● **YOUR GOAL**: Find each line in the records below that contains the word "every", and copy those lines.

● **RECORDS FOR PROCESSING**:
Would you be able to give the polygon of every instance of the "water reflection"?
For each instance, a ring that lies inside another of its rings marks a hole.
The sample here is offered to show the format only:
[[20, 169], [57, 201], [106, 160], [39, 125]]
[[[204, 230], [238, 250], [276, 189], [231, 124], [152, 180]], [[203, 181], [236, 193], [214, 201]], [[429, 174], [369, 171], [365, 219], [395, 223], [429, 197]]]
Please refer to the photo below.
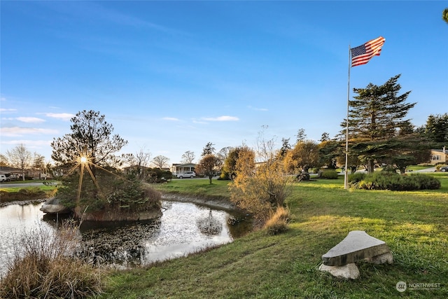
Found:
[[[13, 242], [24, 228], [44, 225], [53, 231], [64, 220], [43, 214], [42, 203], [0, 208], [0, 265], [13, 250]], [[162, 202], [163, 215], [147, 222], [127, 223], [84, 222], [76, 254], [118, 268], [145, 265], [185, 256], [205, 248], [230, 242], [248, 232], [244, 217], [187, 202]], [[117, 225], [119, 224], [119, 225]], [[0, 274], [4, 272], [4, 266]]]

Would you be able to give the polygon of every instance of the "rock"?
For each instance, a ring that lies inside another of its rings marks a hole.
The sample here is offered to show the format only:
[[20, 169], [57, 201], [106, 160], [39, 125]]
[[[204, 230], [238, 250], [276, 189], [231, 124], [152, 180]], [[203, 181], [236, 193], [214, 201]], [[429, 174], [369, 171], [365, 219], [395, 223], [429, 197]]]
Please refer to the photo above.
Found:
[[327, 266], [322, 264], [319, 267], [319, 270], [328, 272], [337, 278], [344, 279], [356, 279], [359, 277], [359, 270], [353, 263], [342, 266]]
[[67, 214], [71, 211], [70, 209], [61, 204], [57, 198], [51, 198], [47, 200], [40, 210], [47, 214]]
[[[327, 266], [342, 266], [390, 251], [385, 242], [370, 236], [363, 230], [353, 230], [322, 256], [322, 260]], [[389, 260], [391, 257], [386, 258]]]
[[393, 256], [391, 252], [365, 258], [365, 261], [374, 264], [391, 264], [393, 263]]

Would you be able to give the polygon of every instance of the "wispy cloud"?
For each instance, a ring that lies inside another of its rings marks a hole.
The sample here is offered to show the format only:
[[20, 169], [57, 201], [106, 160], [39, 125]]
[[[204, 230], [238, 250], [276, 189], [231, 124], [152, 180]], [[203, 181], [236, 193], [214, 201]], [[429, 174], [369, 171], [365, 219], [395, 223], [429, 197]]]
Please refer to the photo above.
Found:
[[48, 146], [51, 144], [52, 140], [8, 140], [2, 141], [2, 144], [16, 145], [16, 144], [26, 144], [27, 147], [38, 147], [43, 146]]
[[2, 136], [15, 137], [23, 136], [26, 134], [55, 134], [58, 131], [54, 129], [42, 129], [38, 127], [0, 127], [0, 134]]
[[253, 107], [252, 106], [247, 106], [249, 109], [251, 110], [255, 110], [255, 111], [267, 111], [267, 109], [266, 108], [257, 108], [257, 107]]
[[164, 120], [179, 121], [179, 119], [176, 118], [162, 118], [162, 119]]
[[238, 121], [239, 118], [236, 116], [223, 116], [216, 118], [202, 118], [204, 120], [208, 121]]
[[71, 114], [71, 113], [46, 113], [46, 116], [48, 116], [49, 118], [59, 118], [63, 120], [70, 120], [70, 119], [72, 117], [75, 116], [74, 114]]
[[0, 108], [0, 112], [14, 112], [14, 111], [17, 111], [17, 109]]
[[15, 118], [15, 119], [23, 123], [43, 123], [46, 121], [44, 119], [42, 119], [42, 118], [24, 117], [24, 116]]

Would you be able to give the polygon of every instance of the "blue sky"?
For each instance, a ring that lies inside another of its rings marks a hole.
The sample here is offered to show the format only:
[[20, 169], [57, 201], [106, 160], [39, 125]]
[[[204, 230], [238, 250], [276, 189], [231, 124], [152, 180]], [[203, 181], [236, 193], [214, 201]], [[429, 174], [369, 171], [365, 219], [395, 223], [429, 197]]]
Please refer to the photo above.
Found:
[[[335, 137], [346, 115], [349, 47], [381, 56], [350, 89], [401, 74], [416, 126], [448, 112], [448, 1], [10, 1], [1, 9], [0, 152], [51, 155], [69, 118], [99, 111], [129, 144], [179, 162], [217, 150]], [[353, 93], [351, 92], [351, 96]]]

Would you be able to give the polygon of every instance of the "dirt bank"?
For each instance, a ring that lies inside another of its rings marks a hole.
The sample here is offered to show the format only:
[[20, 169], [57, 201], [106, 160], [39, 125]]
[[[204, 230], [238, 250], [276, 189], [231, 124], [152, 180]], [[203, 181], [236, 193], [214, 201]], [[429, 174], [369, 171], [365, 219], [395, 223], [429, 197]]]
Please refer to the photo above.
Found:
[[241, 211], [228, 199], [220, 197], [195, 196], [178, 193], [162, 193], [162, 200], [172, 202], [192, 202], [226, 211]]

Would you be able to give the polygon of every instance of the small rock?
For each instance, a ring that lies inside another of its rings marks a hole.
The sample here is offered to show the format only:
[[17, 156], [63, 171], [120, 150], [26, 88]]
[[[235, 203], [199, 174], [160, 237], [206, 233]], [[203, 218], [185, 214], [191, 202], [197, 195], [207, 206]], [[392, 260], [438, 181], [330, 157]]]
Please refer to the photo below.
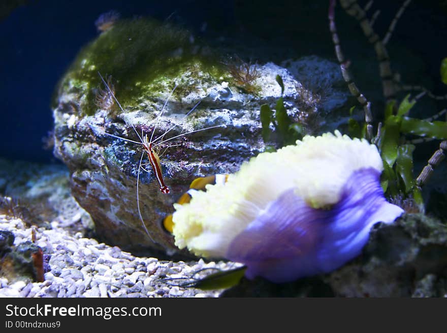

● **TASK ANSWER**:
Would you be able to give the polygon of every instance of the "water reflection"?
Would you be able to give the polygon of every instance of the "rock"?
Would you be able to give the polygon of every instance of the "wispy cloud"?
Would you be able to give the polygon of every instance of the "blue sky"?
Would you be able to give the polygon of every instance of the "dirt bank"?
Would you be able to give the polygon of every instance of the small rock?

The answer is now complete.